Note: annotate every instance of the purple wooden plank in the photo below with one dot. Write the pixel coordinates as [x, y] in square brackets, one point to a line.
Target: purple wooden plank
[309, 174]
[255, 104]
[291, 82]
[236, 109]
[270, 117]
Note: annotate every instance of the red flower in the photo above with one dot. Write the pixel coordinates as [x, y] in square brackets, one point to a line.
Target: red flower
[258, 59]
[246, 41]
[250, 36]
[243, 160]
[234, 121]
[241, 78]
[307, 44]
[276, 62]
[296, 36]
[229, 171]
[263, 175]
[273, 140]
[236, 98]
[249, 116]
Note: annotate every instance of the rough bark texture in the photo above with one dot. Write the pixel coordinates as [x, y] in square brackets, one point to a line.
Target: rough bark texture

Given task » Give every line of the entries above as a JSON list of strings, one string per line, with blank lines left out.

Output below »
[
  "Note: annotate every instance of the purple wooden plank in the photo below with one dot. Write the pixel coordinates as [x, y] in square brackets, one point to a line.",
  "Target: purple wooden plank",
  "[309, 174]",
  "[255, 104]",
  "[291, 82]",
  "[236, 109]",
  "[270, 117]",
  "Note: annotate every instance of the red flower in the photo above with one dot. Write the pixel coordinates as [x, y] in square brackets, one point to a line.",
  "Target: red flower",
  "[258, 59]",
  "[246, 41]",
  "[250, 36]",
  "[243, 160]",
  "[234, 121]",
  "[241, 78]",
  "[307, 44]",
  "[276, 62]",
  "[296, 36]",
  "[229, 171]",
  "[263, 175]",
  "[273, 140]",
  "[236, 98]",
  "[249, 116]",
  "Note: annotate every instance of the rough bark texture in the photo above with one dot. Write the pixel coordinates as [x, y] in square brackets, one point to a line.",
  "Target: rough bark texture"
]